======== DATASET RECORDS ========

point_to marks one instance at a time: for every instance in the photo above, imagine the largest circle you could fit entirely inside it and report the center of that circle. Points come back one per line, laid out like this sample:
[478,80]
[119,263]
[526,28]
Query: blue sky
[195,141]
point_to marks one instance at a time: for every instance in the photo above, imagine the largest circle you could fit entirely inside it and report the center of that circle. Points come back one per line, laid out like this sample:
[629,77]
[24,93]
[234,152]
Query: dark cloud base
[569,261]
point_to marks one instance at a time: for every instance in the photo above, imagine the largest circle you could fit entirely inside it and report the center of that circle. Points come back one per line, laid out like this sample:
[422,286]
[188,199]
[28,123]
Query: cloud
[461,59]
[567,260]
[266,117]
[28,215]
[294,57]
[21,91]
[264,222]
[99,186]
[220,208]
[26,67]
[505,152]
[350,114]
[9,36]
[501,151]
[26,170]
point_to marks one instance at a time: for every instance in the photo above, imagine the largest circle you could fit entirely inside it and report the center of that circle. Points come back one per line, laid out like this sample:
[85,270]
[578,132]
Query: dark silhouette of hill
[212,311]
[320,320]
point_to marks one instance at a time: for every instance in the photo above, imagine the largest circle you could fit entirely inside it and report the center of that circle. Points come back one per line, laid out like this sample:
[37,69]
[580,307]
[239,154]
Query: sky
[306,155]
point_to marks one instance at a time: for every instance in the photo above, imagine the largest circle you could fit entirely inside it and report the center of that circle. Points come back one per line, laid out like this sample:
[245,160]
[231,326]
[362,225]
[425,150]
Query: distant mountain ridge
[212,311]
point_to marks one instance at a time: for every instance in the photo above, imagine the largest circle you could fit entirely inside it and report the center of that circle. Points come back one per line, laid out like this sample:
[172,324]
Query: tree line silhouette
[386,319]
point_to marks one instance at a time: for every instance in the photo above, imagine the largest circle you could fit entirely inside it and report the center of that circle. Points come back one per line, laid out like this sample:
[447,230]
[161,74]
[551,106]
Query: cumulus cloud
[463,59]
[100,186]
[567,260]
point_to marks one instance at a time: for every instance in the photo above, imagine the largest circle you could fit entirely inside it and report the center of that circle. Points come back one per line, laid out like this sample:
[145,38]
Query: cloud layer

========

◆ **WHAT TO PRODUCE**: State how many lines of the material above contain the string "cloud". Give only the number.

◆ **OUTPUT OF THE EXERCISE**: 4